▼

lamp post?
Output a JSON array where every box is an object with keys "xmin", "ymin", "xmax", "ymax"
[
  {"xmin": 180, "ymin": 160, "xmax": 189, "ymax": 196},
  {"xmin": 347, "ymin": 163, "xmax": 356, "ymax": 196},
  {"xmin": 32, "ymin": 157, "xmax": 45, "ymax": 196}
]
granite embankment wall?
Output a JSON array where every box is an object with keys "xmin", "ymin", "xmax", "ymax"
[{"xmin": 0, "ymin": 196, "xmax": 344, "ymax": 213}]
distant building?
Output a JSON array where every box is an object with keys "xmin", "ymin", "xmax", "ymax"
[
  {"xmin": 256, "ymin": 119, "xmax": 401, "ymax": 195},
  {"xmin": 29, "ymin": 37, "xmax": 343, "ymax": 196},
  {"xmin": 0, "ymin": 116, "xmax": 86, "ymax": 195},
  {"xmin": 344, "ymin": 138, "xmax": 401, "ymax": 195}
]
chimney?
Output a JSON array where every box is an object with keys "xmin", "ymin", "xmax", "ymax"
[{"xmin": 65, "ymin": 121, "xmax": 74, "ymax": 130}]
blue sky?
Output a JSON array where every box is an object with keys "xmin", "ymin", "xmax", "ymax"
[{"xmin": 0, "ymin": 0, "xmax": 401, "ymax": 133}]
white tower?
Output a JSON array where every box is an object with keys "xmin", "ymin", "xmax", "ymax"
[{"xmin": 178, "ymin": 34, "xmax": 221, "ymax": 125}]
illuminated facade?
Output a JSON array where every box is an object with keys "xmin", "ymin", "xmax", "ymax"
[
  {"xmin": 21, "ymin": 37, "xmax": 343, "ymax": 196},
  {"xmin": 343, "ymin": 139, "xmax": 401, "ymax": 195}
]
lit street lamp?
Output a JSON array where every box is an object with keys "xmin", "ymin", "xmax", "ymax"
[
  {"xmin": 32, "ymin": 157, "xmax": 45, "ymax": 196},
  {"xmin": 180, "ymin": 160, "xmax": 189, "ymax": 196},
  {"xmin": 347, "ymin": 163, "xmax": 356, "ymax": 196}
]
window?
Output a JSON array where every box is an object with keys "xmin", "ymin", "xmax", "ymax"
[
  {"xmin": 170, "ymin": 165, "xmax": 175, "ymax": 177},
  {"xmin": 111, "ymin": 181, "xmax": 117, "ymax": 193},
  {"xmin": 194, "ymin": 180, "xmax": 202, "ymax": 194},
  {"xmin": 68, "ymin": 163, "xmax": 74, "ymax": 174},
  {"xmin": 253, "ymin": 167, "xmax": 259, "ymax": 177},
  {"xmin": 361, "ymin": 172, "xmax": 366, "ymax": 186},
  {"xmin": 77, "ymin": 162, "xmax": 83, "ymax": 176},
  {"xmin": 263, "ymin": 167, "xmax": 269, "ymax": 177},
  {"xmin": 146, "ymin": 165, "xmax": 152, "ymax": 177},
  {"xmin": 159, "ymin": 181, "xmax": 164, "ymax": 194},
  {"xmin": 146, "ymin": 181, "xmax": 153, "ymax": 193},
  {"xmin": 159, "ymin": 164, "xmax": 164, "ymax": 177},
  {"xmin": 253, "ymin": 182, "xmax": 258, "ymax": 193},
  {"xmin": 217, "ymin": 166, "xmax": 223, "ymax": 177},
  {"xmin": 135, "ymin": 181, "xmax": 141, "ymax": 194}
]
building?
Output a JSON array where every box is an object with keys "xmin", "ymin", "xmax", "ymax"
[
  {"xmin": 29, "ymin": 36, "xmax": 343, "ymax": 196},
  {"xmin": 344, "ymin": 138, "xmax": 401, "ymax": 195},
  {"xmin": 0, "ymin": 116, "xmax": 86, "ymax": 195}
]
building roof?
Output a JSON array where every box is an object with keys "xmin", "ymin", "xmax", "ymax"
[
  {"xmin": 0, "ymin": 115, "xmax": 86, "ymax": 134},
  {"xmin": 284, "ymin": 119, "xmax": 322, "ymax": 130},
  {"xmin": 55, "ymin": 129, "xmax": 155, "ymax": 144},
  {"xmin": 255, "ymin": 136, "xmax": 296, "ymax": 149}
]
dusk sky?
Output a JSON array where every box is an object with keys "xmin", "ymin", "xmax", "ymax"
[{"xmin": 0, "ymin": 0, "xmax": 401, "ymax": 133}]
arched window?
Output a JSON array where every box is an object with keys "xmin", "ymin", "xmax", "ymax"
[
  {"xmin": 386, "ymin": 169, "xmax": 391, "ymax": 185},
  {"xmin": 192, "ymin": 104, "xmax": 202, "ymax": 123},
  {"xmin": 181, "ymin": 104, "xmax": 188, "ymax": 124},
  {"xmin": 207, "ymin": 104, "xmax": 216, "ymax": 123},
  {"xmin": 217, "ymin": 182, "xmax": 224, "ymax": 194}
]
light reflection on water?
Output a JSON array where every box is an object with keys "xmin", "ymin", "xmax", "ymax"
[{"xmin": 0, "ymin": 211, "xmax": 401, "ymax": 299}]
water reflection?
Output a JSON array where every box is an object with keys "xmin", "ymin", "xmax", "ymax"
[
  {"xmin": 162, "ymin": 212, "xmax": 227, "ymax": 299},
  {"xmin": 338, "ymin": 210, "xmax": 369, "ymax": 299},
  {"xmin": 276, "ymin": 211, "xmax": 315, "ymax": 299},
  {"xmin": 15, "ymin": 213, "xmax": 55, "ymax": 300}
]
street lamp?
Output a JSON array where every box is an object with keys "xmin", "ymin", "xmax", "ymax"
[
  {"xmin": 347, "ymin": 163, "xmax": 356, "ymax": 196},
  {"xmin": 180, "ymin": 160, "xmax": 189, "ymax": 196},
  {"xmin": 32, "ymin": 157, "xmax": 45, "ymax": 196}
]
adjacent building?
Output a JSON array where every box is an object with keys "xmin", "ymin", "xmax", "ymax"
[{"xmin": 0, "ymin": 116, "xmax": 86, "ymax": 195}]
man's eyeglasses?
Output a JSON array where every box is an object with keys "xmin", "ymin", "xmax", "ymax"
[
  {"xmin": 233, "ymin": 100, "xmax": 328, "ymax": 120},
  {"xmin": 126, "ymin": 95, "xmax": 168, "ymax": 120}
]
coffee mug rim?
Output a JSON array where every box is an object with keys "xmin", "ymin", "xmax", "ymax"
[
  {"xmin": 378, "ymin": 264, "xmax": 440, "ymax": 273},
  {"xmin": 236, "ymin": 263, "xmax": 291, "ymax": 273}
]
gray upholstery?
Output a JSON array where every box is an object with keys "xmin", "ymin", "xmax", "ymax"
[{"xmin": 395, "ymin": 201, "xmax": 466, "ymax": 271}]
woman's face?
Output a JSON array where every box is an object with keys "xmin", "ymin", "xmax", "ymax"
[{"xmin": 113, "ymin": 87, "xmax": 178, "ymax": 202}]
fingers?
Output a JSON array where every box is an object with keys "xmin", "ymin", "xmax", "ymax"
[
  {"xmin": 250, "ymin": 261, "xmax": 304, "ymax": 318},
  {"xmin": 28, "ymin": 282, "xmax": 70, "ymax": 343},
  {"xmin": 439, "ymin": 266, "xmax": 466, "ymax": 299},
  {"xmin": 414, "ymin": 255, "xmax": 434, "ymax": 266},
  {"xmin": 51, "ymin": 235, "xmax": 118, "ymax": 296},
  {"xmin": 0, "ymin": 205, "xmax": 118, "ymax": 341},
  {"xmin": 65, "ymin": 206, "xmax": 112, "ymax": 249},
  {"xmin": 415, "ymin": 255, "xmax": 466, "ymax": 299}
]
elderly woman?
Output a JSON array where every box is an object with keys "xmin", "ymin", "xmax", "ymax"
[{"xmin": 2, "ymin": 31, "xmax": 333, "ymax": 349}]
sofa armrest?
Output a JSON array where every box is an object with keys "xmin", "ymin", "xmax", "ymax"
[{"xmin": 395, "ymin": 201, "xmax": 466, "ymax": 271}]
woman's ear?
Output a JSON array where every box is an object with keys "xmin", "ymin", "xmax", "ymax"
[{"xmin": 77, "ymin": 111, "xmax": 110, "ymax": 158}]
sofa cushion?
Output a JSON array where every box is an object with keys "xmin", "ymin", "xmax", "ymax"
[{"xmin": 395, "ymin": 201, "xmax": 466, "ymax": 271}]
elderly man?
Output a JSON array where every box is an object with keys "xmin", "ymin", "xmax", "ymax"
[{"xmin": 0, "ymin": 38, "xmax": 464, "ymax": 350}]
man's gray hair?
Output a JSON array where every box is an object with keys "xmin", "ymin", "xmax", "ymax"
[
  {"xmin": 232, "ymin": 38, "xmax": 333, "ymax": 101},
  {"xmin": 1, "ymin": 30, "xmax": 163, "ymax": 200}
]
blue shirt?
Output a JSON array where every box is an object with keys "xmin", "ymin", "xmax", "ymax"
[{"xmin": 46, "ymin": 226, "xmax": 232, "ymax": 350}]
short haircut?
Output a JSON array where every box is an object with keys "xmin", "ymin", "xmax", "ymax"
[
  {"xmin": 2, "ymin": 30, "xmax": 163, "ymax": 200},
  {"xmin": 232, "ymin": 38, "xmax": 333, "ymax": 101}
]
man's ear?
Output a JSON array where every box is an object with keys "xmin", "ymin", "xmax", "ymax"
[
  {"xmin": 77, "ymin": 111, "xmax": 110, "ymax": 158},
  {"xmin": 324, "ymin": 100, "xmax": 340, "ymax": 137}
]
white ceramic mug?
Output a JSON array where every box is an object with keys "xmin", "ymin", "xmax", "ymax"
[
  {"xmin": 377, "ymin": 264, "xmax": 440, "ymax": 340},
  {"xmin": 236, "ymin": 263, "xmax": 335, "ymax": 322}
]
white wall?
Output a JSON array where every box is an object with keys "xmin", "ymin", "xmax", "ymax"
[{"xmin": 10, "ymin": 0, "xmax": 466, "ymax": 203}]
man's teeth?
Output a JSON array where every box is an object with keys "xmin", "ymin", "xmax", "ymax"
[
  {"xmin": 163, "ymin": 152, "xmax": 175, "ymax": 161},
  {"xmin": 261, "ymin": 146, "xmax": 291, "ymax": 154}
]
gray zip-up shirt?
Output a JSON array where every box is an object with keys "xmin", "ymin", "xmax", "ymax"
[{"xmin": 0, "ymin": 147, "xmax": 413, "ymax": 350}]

▲

**Aim**
Substitute "charcoal" for "gray" in the records, from the line containing "white wall?" through the end, and reproduce only that stretch with nothing else changed.

**Response to this exercise**
white wall?
Output a JSON array where every box is an object with keys "xmin", "ymin", "xmax", "ymax"
[{"xmin": 10, "ymin": 0, "xmax": 466, "ymax": 203}]
man's teeth?
Output a JSON array where every box is an object with keys "xmin", "ymin", "xmax", "ymax"
[
  {"xmin": 163, "ymin": 152, "xmax": 175, "ymax": 161},
  {"xmin": 261, "ymin": 146, "xmax": 291, "ymax": 154}
]
charcoal zip-up shirt?
Output a JSON array where every box is an object with keys "xmin", "ymin", "xmax", "ymax"
[{"xmin": 0, "ymin": 147, "xmax": 413, "ymax": 350}]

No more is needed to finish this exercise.